→ **EXCERPTED TEXT**
* * *
They sound like they are looking after their own interests .
This is where society is heading , very similar situation myself , both sets of grandparents don’t want to be involved in offering any support , both my parents and my OHs parents very focussed on looking after their own parents .
My in laws have expressed their wish not to be involved in any child care , my parents said they would help , but didn’t really , save a few half days : or 2 weeks straight after my 2 kids were born.
I only hear from them ( my parents ) when they want to tell me about their health problems ( and looking for advice on solving their health problems ). Or they a want me to cook for them . Because they can’t be bothered to cook and clean up after themselves .( something I always did when I lived with them )
My in laws didn’t want to be involved to help , but made huge fuss about their demands of having weekends with my family so they can basically play with my children while I skivvy around doing the feeding and nappies , and they get to spend the weekend playing with my kids , and then I get to spend weekdays on my own looking after the kids whilst my OH works long hours and sees very little of his children during week .
Basically , I’ve put a stop to all this crap . Yes it’s hard , my second wouldn’t stop crying and I had to carry him in a sling in the house to get any work done ! But these moments pass . I promise .
* * *
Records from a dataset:
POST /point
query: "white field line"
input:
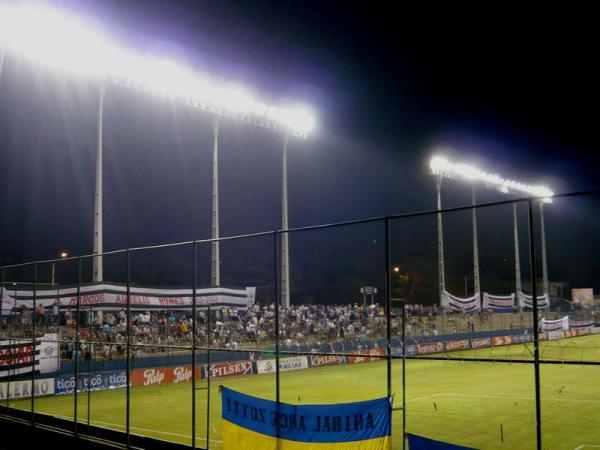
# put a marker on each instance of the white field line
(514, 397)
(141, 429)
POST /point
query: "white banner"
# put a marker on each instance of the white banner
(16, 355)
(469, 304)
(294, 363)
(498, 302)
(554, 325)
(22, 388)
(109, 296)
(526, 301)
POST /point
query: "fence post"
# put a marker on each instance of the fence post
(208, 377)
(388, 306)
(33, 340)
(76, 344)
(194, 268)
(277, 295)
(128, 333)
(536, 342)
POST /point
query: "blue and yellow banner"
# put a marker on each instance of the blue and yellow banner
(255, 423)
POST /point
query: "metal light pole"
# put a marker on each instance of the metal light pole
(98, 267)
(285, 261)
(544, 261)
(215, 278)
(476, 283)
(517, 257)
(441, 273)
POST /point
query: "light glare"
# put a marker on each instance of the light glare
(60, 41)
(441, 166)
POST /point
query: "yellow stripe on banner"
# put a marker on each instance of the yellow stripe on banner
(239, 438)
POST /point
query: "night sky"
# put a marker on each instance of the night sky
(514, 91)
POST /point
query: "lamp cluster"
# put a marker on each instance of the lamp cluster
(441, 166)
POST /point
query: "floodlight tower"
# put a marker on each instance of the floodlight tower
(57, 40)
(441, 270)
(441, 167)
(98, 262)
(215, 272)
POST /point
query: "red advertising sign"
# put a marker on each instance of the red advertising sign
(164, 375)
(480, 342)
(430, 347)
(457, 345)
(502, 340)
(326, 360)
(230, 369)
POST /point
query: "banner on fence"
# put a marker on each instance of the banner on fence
* * *
→ **GOALS**
**1.** In the post about grandparents and child care, what reasons does the writer give for the writer's own parents getting in touch? List every one.
**2.** According to the post about grandparents and child care, why did the writer carry the second child in a sling around the house?

→ **RESULTS BY TASK**
**1.**
- To tell the writer about their health problems
- To look for advice on solving their health problems
- To ask the writer to cook for them

**2.** The second child wouldn't stop crying. Carrying him in a sling was the only way the writer could get any work done.